» **TEXT SHOWN**:

Maison Shuko's chefs, Jeremy Chiam, Angus Chow and Justin Foo. (Photo: Maison Shuko)

The Maison is the third and latest in a trio of F&B concepts, including omakase restaurant Sushi Ichizuke and upscale Japanese speakeasy bar Here Kitty Kitty, that the Zouk Group has launched in recent times, as it continues to expand its lifestyle offerings.

But why is the Zouk Group moving into fancy dining at this point in time when clubbing is finally making a comeback after the dark days of the pandemic?

Zouk Group chief executive officer Andrew Li explained, “There is a feeling of pent-up behaviour – spending, travelling, clubbing. We now have to anticipate what happens after this first burst. It is crucial in our new normal. Today, we are across three continents and are multi-vertical with cocktail bars and restaurants. We no longer consider ourselves just a nightlife brand.”

» **THE DATA**:
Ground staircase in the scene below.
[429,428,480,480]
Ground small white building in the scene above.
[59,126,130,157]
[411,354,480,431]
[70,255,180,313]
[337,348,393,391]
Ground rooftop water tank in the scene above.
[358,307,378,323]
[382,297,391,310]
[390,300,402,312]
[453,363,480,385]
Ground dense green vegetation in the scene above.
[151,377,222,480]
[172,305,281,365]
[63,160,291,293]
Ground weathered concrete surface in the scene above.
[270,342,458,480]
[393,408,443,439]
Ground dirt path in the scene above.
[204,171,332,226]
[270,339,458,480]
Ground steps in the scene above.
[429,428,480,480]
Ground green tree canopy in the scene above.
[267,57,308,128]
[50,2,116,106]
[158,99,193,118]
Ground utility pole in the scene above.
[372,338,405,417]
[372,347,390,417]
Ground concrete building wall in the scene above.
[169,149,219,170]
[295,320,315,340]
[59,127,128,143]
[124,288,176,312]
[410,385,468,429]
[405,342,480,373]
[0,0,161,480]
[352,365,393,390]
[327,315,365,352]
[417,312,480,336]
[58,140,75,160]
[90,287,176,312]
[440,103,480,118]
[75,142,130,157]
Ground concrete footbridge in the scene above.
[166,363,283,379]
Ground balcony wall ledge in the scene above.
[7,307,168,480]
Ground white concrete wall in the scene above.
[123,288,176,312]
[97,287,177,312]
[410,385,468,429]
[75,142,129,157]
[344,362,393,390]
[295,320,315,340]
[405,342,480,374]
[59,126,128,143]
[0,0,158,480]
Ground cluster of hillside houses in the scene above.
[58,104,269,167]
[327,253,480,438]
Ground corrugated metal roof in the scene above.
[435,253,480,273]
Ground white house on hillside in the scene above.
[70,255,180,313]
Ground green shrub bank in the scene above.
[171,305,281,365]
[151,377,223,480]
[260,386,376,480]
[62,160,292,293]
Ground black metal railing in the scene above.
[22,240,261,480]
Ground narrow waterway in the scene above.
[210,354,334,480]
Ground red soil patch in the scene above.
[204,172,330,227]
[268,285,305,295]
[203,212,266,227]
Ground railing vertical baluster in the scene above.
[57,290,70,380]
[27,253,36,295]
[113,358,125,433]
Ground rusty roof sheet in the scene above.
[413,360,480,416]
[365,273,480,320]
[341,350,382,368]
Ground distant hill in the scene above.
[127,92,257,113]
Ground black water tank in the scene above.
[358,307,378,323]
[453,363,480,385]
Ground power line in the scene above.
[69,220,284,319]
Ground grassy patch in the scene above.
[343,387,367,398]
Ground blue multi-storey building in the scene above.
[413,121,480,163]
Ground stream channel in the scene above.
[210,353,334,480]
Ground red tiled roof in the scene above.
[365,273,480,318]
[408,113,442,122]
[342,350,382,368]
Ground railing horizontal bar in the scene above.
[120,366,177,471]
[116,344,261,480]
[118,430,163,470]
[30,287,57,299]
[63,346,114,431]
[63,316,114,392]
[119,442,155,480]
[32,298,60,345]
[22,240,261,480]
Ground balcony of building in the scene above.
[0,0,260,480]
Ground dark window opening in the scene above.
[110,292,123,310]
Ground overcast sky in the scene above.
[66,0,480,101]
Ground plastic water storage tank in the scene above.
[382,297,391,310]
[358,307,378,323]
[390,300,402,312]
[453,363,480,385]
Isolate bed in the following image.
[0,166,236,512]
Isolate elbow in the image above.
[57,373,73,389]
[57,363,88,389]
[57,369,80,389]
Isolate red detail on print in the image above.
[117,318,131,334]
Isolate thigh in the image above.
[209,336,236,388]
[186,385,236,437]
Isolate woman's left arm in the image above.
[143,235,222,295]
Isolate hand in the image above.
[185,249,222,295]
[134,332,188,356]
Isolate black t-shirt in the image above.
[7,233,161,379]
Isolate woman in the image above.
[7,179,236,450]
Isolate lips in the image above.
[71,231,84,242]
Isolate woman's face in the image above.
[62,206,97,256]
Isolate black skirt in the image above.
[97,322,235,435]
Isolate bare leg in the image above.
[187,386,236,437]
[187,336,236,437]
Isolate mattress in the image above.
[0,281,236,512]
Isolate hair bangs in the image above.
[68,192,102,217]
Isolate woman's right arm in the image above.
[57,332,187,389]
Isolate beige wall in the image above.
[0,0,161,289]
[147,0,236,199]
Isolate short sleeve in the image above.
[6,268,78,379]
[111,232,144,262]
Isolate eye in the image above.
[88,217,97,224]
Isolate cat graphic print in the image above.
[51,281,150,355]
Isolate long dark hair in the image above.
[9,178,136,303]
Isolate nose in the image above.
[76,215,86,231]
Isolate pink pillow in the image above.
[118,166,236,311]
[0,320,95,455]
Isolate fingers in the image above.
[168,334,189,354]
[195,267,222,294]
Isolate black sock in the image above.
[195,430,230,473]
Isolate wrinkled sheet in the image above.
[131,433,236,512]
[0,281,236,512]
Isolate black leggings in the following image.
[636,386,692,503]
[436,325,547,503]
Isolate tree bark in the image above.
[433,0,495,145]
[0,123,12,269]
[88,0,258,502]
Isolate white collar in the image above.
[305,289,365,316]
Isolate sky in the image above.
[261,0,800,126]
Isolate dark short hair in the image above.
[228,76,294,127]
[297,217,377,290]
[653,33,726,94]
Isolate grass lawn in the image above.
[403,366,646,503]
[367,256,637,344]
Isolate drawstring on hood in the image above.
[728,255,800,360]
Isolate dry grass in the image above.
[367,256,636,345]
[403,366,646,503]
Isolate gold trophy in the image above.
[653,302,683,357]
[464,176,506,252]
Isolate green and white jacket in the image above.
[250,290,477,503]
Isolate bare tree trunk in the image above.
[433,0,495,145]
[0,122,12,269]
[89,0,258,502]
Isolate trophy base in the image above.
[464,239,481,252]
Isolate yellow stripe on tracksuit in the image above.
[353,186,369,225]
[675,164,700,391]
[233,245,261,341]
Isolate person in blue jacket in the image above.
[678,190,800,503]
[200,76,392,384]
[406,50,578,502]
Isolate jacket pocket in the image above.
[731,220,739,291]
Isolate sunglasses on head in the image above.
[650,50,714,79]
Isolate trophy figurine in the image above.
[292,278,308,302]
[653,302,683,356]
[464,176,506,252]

» **WORK REQUEST 1**:
Answer these questions using the text on the Zouk Group's Maison Shuko:
(a) Which three chefs does the photo caption name?
(b) Besides the Maison, which two F&B concepts has the Zouk Group launched recently?
(c) According to Andrew Li, across how many continents is the group now?
» **WORK REQUEST 2**: Write the next part of the text about the Zouk Group's move into fine dining, starting after its final sentence.
The entries were taken from a different source than the text.

» **ANSWER 1**:
(a) Jeremy Chiam, Angus Chow and Justin Foo.
(b) The omakase restaurant Sushi Ichizuke and the upscale Japanese speakeasy bar Here Kitty Kitty.
(c) Three.

» **ANSWER 2**:
The goal, he said, is to reinforce the sense of community and connection that Zouk is known for. “Each of Zouk Group’s outlets across the world aims to deliver this energy and social experience. Everything that we’ve done has a unique and special vibe, including our fine-dining concepts,” said Li, who was driven to launch the three Japanese-themed experiences as he is personally a huge fan of Japanese cuisine.

Indeed, the new dining concepts bring something new to the table, even in Singapore where Japanese F&B outlets are a dime a dozen.

At Sushi Ichizuke, its sleek, modern interiors which include an artistic bamboo forest installation that lines the walkway to the restaurant, immediately set the mood for something special. This omakase spot is helmed by chef Daisuke Ichizuki, who has previously worked at the three-Michelin star Gion Sasaki in Kyoto and the one-Michelin star Ginza Iwa in Tokyo.

Chef Ichizuki said: “We present a more relaxed iteration of the traditional omakase dining experience that I call ‘vibe dining,’ a more relaxed form of omakase, featuring cuisine with fine dining techniques but in a vibrant, music-driven ambience.”

The food quality, though, is certainly held to the highest standards, as expected of an elevated Japanese joint.

“When I was working in Michelin-starred restaurants in Japan, I learned all I could from my mentors. I learned about culinary techniques and philosophy, sourcing the best ingredients and pursuing quality and taste, rather than merely the business. Along the way, I also learned to incorporate my personality into the dining experience we offer our guests,” said Ichizuki.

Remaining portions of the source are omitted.